* **选文摘录**:

美文网首页Python
Python爬虫:统计扇贝单词打卡记录

Python爬虫:统计扇贝单词打卡记录

作者: 洋阳酱 | 来源:发表于2020-01-09 19:32 被阅读0次

这个工作基于,我们自发成立了一个背单词的微信群,大家都在扇贝APP上背单词。每周需要统计,微信群里哪些同学没有按时背单词,那这些同学,就会被扣一点小钱,变成红包发给群里其他按时背单词的小伙伴。

我在去年写过一篇Python爬虫:统计扇贝网站打卡数据
其中完成了下面几个功能:
1、从txt导入已知的扇贝ID
2、根据扇贝ID,用urllib模块,从扇贝网获取小组成员打卡信息
3、利用re正则化匹配,把和单词相关数据匹配出来
4、将结果保存到Excel(无格式)

本篇在以上基础上,做一些改进
1、从txt导入已知的扇贝ID
2、根据扇贝ID,,用urllib模块,从扇贝网获取小组成员打卡信息
2、根据扇贝ID,,用requests模块,从扇贝网获取小组成员打卡信息
3、利用re正则化匹配,把和单词相关数据匹配出来
3、利用json()方法,直接获取数据
4、将结果保存到Excel(无格式)
4、将一周的单词,根据日期,保存到Excel,添加格式

格式如下:
1、每天背单词<20个的,标黄
2、每天背单词<6分钟的,标黄
3、一周背单词<5天的,标黄

效果图如下,我把ID和昵称挡了挡~

开始写代码

导入相关的库

import datetime # 计算时间
import xlwt # 保存Excel
import os # 获取文件路劲
import requests  # 获取网页数据

计算打卡的统计时间,默认是查过去7天的。我一般是周一查卡,过去7天就刚好一周。

DayToday = str(datetime.datetime.now()).split(" ")[0]
# now = datetime.date(2019,9,9)      # 输入查卡日期,自定义查卡日期
print("查卡日期:",DayToday)
print('\n')

* **数据记录**:
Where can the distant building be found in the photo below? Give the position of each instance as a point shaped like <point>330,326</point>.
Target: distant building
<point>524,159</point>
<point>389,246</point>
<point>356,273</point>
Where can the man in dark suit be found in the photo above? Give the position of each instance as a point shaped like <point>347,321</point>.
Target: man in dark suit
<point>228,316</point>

==

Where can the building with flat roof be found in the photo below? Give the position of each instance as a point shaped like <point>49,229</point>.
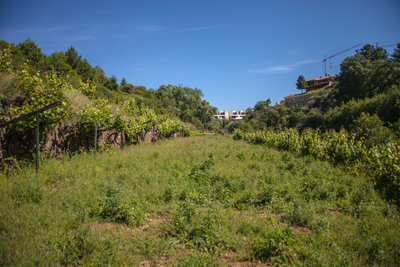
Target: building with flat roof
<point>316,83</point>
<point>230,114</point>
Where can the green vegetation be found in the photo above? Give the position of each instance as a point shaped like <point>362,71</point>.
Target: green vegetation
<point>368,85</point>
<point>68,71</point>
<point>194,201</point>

* **待解问题**:
[A] 根据扇贝打卡统计一文,用一到三句话说明程序为什么默认统计过去7天的打卡数据。
[B] 请从扇贝打卡统计一文最后一行代码之后接着续写下去。

* **各题答案**:
[A] 作者一般在周一查卡,这时往前数7天刚好是一周,所以程序默认查过去7天。

[B]
DayMon = str(datetime.datetime.now() - datetime.timedelta(days=7)).split(" ")[0]  
DayTue = str(datetime.datetime.now() - datetime.timedelta(days=6)).split(" ")[0]  
DayWed = str(datetime.datetime.now() - datetime.timedelta(days=5)).split(" ")[0]  
DayThur = str(datetime.datetime.now() - datetime.timedelta(days=4)).split(" ")[0]  
DayFri = str(datetime.datetime.now() - datetime.timedelta(days=3)).split(" ")[0]  
DaySat = str(datetime.datetime.now() - datetime.timedelta(days=2)).split(" ")[0] 
DaySun = str(datetime.datetime.now() - datetime.timedelta(days=1)).split(" ")[0]  
DayEnd = str(datetime.datetime.now() - datetime.timedelta(days=8)).split(" ")[0]  

准备Excel

workbook = xlwt.Workbook()  #定义workbook
sheet = workbook.add_sheet(DayToday)  #添加sheet

创建两种单元格样式
1、普通单元格:上下左右居中、黑色边框
2、特殊单元格:上下左右居中、黑色边框、彩色底纹
关于Excel的设置,可参考利用xlwt设置Excel单元格格式,内有详细设置说明

# 设置居中
al = xlwt.Alignment()
al.horz = 0x02      # 设置水平居中
al.vert = 0x01      # 设置垂直居中

# 设置边框
borders = xlwt.Borders() # Create Borders
borders.left = xlwt.Borders.THIN 
borders.right = xlwt.Borders.THIN
borders.top = xlwt.Borders.THIN
borders.bottom = xlwt.Borders.THIN
borders.left_colour = 0x40
borders.right_colour = 0x40
borders.top_colour = 0x40
borders.bottom_colour = 0x40

# 设置单元格背景颜色
pattern = xlwt.Pattern()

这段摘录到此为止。